*Source passage:*
-.-.-
A 600 mm outside diameter tire has a circumference of 1.9 metres. This tire would then turn about 350 rpm at 40 km/h, 440 rpm at 50 km/h, and 800 rpm at 90 km/h.

With *10:1* reduction gearing, the motor would have been turning about 3500 rpm at 40 km/h. The motor was running too fast for peak power at this speed, but would deliver more torque to the wheel at low speed than it would with less gear reduction.

With *5:1* reduction gearing:

the motor would have been turning about 4000 rpm at 90 km/h... but it couldn't get anywhere near that because it can't produce any torque (and thus no power) at that motor speed;
the motor would have been turning about 2200 rpm at 50 km/h... probably too low for ideal power, so you might hope that it would climb in speed and climb in power to match, but it might have just not had quite enough torque to the wheel to overcome drag. It would have 59% more torque at this speed than at 3500 rpm, but only half the multiplication of torque by the gearing.
-.-.-
*Data excerpt:*

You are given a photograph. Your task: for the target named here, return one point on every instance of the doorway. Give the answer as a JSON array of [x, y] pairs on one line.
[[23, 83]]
-.-.-
*To be done:*
**a)** Copy the gearing passage from "A 600 mm outside" to "800 rpm at 90 km/h.".
**b)** Extend the passage on motor speed and reduction gearing, picking up after its last sentence.

*Task-by-task outputs:*
**a)**
A 600 mm outside diameter tire has a circumference of 1.9 metres. This tire would then turn about 350 rpm at 40 km/h, 440 rpm at 50 km/h, and 800 rpm at 90 km/h.

**b)**
You can pick different gear ratios, see where that puts you versus speed on the power curve, and maybe find an optimal compromise. I suspect that it's not going to be 90 km/h: for example, if 90 km/h is 3300 rpm, the gearing would be about 4:1, and we know that would not produce enough power at 50 km/h to keep accelerating.


----------



## Killzilla (Aug 19, 2016)

Thanks Brian for taking the time in your reply and providing an insightful answer. It seems that the motor is simply not good enough to provide the necessary power. I have visited EVdrives.com and selected an entirely new set of motor and motor controller to work at 48 V. 

Motor: http://www.evdrives.com/product_p/mot-me1602.htm

Motor Controller: http://www.evdrives.com/product_p/con-sr48400.htm

I am cutting back on my top speed expectations and settling for 50 mph (80 km/hr) as top speed. Also investing in a single speed transmission instead of the direct drive I had earlier to provide me the torque I require. The motor is rated at 6.4 KW @ 48V. In your estimation is this motor any good? The motor typically hovers around the 3500 mark unloaded. Would you say ME motors have better performance compared to Golden Motors? 

And if you could recommend a motor that you think is good enough to sustain the performance requirements I am looking at. Somewhere in the range of $1000-$1200 for both motor and motor controller.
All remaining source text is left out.